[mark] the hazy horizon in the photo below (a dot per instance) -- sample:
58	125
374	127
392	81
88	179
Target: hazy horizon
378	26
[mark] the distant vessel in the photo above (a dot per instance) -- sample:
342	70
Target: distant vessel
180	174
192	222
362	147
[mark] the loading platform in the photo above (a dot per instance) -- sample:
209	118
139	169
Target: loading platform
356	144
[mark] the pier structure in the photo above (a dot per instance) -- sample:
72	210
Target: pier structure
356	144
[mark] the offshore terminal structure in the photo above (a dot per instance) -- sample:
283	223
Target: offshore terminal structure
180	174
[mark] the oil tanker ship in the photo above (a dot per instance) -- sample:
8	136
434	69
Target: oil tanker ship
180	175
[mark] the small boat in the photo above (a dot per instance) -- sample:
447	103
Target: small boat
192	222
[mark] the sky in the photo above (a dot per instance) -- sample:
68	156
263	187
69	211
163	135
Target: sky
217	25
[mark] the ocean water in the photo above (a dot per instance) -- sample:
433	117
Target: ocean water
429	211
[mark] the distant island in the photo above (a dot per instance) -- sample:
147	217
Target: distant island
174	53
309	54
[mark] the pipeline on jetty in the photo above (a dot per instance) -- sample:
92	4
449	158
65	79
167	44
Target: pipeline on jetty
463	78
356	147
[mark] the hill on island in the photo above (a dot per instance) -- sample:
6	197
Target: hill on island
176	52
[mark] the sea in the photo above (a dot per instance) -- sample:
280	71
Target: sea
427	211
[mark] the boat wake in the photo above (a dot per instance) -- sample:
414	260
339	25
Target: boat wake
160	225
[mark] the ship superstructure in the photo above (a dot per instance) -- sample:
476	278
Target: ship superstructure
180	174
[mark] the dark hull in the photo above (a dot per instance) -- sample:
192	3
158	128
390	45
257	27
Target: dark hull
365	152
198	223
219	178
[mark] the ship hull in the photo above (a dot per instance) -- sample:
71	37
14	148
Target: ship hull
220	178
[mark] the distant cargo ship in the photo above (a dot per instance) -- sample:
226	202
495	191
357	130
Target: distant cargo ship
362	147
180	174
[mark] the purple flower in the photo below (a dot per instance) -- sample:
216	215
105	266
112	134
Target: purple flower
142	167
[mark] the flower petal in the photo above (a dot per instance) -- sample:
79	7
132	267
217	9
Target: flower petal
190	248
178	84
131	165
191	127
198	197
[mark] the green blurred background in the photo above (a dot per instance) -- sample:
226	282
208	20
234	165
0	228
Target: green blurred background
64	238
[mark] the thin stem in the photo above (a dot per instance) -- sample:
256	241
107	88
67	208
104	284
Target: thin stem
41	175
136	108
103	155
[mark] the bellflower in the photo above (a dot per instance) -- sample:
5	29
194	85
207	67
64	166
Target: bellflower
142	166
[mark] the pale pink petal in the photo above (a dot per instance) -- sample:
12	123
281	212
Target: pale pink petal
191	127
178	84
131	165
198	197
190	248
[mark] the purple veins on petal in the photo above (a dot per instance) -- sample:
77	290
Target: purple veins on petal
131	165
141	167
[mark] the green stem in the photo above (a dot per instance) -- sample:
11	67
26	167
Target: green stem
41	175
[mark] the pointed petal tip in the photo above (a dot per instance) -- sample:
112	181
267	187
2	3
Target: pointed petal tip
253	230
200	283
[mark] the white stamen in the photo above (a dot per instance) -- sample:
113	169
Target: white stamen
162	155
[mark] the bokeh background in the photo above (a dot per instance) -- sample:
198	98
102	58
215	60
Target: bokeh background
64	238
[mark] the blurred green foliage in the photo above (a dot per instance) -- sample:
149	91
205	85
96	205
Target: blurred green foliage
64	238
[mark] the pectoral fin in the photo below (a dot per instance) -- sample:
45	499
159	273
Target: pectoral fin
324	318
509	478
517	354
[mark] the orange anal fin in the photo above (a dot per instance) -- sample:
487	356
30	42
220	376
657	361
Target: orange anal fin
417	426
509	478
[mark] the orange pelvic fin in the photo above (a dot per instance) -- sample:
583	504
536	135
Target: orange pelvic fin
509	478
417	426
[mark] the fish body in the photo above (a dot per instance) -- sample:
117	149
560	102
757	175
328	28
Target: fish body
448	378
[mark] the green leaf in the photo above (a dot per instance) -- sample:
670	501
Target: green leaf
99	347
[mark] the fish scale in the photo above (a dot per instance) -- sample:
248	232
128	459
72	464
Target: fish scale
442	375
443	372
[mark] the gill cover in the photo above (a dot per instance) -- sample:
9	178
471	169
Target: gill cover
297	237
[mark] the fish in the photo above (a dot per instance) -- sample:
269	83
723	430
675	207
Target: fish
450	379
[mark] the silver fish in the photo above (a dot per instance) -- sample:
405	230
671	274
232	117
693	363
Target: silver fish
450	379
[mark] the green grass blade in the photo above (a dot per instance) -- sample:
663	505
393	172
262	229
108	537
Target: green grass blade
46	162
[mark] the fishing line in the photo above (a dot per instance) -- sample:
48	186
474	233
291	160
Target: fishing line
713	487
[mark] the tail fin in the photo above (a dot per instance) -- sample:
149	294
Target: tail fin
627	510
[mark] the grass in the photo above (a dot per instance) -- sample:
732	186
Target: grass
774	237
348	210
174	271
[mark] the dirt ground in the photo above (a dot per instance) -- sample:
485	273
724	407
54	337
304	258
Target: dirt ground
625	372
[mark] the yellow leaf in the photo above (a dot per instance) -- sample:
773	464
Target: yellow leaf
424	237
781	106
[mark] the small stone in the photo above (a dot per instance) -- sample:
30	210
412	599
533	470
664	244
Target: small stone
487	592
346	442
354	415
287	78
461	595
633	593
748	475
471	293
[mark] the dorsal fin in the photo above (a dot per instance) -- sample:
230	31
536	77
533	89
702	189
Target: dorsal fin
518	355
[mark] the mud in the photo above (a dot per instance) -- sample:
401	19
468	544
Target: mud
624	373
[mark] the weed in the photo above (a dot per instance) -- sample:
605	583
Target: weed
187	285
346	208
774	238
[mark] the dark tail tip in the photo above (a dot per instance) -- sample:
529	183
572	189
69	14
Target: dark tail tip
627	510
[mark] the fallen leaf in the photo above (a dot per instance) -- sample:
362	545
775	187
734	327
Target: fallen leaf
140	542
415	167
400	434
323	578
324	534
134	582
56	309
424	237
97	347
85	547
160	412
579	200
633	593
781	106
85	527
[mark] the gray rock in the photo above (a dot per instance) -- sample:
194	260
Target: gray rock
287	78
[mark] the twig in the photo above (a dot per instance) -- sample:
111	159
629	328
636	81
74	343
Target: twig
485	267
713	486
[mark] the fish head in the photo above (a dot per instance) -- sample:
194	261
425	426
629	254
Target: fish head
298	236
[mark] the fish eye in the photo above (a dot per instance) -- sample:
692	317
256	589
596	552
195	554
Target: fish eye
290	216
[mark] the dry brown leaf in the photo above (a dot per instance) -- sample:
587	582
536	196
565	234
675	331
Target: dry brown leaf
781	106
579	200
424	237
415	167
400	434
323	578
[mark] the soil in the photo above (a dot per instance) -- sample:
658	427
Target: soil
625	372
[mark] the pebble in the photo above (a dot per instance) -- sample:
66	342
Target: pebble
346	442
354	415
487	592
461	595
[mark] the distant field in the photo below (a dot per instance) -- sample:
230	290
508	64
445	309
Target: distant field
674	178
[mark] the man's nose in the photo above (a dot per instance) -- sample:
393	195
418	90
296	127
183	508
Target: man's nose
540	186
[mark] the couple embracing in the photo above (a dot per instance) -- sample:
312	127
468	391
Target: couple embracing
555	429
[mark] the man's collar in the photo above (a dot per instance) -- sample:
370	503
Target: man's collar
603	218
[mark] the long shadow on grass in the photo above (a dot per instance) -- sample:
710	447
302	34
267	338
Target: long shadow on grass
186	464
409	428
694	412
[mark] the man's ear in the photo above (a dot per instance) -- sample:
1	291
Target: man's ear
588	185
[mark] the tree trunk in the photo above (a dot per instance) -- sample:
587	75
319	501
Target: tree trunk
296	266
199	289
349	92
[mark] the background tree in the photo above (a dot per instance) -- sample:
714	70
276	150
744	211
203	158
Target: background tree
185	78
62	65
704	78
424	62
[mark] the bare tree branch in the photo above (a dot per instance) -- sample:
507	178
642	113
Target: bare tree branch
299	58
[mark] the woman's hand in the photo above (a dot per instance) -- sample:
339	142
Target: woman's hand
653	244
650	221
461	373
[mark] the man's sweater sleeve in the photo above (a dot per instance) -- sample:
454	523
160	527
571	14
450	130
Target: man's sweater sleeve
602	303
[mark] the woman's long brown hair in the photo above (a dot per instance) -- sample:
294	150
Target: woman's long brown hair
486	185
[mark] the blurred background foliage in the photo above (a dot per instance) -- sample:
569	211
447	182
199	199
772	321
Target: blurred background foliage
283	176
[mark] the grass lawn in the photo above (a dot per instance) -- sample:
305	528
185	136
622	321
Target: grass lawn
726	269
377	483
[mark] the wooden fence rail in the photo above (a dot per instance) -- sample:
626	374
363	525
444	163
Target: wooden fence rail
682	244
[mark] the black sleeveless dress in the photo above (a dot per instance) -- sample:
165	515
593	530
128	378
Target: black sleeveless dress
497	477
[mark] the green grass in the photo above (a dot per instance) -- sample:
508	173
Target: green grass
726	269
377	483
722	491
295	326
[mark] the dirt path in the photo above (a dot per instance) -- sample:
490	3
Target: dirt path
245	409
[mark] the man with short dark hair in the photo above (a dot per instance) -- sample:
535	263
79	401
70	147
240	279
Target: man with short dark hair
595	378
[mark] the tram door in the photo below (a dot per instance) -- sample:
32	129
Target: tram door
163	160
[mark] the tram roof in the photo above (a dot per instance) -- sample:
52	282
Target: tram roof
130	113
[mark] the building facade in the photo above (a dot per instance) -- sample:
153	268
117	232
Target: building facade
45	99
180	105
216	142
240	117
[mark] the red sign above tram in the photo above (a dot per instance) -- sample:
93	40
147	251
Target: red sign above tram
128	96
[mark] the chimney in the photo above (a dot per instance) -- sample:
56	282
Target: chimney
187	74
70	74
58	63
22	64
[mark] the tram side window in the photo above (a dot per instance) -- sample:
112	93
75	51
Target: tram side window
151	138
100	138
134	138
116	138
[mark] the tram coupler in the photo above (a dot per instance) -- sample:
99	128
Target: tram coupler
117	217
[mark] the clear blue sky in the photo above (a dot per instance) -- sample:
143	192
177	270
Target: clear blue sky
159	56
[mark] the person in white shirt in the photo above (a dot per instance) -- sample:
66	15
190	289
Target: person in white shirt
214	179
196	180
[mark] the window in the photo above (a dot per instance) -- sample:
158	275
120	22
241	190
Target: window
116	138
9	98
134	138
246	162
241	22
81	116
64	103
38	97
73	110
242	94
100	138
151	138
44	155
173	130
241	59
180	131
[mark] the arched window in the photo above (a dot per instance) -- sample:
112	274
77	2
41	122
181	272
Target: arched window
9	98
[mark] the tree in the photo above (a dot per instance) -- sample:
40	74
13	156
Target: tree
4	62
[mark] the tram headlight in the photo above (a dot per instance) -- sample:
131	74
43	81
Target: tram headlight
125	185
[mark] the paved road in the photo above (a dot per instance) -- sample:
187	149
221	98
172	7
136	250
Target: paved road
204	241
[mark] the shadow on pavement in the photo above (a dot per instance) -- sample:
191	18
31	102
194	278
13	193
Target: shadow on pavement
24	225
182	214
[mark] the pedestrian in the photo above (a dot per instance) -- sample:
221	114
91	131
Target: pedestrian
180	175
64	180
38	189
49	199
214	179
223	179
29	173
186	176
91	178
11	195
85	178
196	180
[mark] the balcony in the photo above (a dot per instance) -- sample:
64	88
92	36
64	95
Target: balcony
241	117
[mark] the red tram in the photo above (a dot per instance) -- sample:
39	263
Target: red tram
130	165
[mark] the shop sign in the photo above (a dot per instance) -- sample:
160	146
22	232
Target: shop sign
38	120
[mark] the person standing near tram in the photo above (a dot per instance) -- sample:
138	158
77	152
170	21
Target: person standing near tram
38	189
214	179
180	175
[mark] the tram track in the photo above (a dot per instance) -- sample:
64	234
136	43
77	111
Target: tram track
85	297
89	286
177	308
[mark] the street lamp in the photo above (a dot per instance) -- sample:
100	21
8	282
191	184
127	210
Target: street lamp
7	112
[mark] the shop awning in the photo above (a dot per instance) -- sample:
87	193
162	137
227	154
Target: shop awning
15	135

= = = =

Set out exactly the run of lines that begins at the line holding "[mark] the person standing" and ends at the last line of the data.

[mark] the person standing near tram in the photo above (a dot per instance) -- sample:
138	158
77	152
170	21
Target: person standing near tram
38	189
214	179
180	175
[mark] the tram track in the photo above (a dot per instance) -- sample:
64	234
136	43
77	111
Target: tram track
85	297
89	286
177	308
[mark] the street lamp in the photo above (a dot per instance) -- sample:
100	21
8	282
191	184
127	210
Target: street lamp
7	112
[mark] the shop awning in the photo above (a dot per instance) -- sample:
87	193
162	137
227	154
Target: shop awning
15	135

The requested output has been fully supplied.